** Study material follows **

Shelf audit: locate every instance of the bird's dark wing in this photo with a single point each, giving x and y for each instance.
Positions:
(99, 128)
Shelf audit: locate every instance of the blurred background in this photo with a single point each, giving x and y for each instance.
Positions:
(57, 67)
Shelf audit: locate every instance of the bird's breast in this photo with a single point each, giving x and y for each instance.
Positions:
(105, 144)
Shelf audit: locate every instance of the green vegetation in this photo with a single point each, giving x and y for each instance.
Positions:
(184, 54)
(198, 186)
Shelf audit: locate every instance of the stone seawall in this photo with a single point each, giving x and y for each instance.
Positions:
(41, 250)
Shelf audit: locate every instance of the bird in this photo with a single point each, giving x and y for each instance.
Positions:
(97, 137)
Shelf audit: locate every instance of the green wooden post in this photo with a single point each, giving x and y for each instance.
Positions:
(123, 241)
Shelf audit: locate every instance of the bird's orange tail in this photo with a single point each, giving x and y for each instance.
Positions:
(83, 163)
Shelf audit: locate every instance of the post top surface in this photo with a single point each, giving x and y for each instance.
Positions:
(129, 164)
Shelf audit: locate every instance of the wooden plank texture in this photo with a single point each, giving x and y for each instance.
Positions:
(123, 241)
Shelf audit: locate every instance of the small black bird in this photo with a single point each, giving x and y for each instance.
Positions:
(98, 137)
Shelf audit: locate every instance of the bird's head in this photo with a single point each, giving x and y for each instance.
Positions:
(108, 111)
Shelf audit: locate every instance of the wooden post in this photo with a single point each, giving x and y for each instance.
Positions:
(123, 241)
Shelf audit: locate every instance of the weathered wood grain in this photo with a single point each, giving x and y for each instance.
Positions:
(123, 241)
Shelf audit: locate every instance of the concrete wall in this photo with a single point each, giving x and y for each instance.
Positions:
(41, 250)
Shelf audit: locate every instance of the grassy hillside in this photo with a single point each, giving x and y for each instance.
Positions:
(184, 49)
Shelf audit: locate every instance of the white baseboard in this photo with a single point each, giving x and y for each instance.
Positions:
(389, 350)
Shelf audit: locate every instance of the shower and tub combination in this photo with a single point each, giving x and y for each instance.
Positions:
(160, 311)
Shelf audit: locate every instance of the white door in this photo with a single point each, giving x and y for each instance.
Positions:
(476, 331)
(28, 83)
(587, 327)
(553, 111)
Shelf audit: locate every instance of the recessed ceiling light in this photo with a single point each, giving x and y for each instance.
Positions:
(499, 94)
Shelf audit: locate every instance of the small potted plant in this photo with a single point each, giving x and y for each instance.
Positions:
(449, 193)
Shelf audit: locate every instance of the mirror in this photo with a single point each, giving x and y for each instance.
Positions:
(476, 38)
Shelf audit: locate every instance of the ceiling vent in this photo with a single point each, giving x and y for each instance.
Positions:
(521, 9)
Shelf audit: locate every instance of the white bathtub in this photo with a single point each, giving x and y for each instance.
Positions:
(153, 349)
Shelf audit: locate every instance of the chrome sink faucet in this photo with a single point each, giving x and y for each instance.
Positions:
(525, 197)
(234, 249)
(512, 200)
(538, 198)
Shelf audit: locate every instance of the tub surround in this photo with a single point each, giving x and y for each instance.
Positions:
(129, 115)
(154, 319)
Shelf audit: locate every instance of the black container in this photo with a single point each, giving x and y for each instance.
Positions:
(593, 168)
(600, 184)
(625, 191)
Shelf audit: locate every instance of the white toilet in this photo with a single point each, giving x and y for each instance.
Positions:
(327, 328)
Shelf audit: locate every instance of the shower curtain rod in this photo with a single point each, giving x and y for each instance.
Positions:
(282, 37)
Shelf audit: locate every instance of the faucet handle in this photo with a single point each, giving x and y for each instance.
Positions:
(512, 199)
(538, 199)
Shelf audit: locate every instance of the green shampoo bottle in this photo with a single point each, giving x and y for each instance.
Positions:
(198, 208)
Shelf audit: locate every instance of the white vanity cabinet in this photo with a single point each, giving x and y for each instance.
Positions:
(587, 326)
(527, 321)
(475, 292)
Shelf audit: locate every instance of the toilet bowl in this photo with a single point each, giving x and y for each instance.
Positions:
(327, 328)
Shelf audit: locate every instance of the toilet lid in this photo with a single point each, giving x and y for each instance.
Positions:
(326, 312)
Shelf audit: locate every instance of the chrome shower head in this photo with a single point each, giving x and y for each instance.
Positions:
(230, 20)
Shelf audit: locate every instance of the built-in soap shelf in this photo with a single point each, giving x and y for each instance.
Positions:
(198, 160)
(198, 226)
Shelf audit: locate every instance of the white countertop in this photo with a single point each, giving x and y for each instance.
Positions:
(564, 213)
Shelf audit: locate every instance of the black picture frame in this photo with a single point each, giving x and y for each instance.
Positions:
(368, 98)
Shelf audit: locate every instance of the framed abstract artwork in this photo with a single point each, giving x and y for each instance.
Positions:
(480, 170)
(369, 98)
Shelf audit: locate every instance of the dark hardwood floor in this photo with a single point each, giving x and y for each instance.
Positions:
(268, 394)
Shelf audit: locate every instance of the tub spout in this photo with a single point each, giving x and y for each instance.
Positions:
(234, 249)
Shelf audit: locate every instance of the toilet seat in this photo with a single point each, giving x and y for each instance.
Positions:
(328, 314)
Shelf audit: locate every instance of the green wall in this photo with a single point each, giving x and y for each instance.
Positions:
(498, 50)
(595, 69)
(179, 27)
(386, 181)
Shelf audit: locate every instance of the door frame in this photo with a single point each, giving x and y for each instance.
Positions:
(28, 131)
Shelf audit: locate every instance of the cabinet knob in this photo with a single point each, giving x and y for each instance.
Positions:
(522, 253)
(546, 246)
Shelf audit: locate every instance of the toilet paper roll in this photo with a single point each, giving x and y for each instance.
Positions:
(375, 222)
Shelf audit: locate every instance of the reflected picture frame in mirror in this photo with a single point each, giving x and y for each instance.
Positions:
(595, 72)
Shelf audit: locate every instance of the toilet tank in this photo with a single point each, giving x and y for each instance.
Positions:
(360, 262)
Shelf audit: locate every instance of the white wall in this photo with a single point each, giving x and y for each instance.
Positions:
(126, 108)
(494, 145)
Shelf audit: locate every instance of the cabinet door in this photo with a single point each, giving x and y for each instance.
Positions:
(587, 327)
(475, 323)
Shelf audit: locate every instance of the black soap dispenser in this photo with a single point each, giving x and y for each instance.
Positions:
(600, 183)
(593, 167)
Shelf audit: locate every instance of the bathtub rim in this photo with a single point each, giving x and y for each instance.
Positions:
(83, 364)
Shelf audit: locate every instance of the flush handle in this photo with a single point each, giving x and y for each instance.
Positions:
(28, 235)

** End of Study material **
** Study material follows **

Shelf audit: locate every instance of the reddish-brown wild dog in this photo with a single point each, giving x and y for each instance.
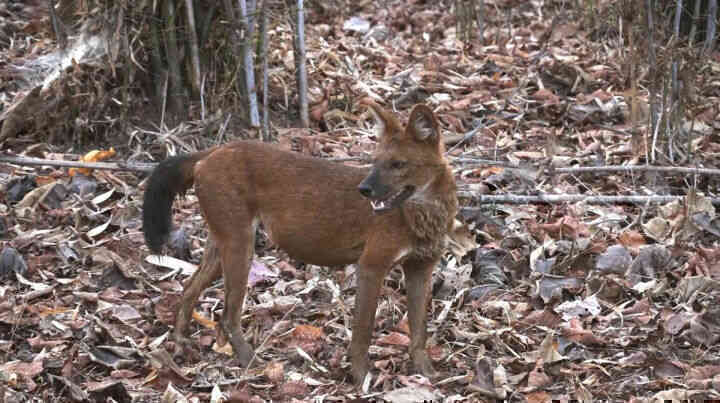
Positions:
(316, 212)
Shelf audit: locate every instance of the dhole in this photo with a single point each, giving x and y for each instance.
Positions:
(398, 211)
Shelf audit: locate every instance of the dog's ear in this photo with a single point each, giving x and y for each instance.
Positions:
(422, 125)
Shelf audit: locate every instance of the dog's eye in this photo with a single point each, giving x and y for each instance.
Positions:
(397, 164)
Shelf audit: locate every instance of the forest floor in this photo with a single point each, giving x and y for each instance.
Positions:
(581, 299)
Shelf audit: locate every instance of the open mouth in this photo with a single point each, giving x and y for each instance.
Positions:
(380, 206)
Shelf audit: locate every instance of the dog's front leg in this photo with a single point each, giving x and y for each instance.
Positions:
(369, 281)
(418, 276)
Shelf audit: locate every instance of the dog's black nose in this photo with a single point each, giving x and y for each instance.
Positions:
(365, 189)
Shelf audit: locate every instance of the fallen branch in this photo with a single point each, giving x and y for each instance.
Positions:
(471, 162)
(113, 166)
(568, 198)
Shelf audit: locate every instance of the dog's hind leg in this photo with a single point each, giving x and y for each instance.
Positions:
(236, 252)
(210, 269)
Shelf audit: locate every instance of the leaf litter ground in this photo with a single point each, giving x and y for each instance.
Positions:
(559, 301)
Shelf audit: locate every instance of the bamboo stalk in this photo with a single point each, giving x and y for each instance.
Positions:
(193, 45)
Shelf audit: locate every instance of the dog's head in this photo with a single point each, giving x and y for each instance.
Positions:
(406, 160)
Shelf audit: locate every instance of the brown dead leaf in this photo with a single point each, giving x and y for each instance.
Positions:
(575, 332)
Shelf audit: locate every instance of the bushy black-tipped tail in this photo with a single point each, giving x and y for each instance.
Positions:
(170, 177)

** End of Study material **

- _Work item_
Above are some records; copy exactly the lines from the one with "Shelf audit: locate every instance of the mirror" through the one with "Shelf audit: locate every instance of the white vanity", both included, and no others.

- _Problem solution_
Shelf audit: locate every instance of the mirror in this photo with a single point each, giving x and y for each instance.
Positions:
(476, 38)
Shelf audit: locate every instance of the ceiling vent in this photo with a single point each, giving x and y for each instance.
Positions:
(521, 9)
Shelf audit: locate every instance of the white bathtub in this photo with a single point each, giving x and y for each instance.
Positions:
(153, 349)
Shelf audit: locate every instance of the chrome sink faucet in this photo with a single point each, giving x and y for each instance.
Positions:
(525, 197)
(234, 249)
(512, 200)
(538, 198)
Shelf audit: locate every instance of the tub surround in this photo with a single point each, giving x and y for each instance.
Positions:
(129, 115)
(154, 319)
Shelf audit: locate every instance of the black container in this photo with a single point each, giving x and y for each instance.
Positions:
(593, 168)
(600, 184)
(625, 191)
Shelf audit: locate every instance of the white toilet in this photo with a single point each, giving x and y for each instance.
Positions:
(327, 328)
Shelf audit: locate every instance of the shower curtain rod in this photo with a single point each, giving x and y for each instance.
Positions:
(282, 37)
Shelf audit: locate every instance of the faucet handle in this photo with a single point each, giving x and y for each instance.
Positions:
(512, 199)
(538, 199)
Shelf audit: locate every instance of the green shampoo bottle in this photo with a single point each, giving x and y for each instance.
Positions:
(198, 208)
Shelf audit: locate every instance of the white vanity cabinet in this photo with a single point each, giving x and y for each instance.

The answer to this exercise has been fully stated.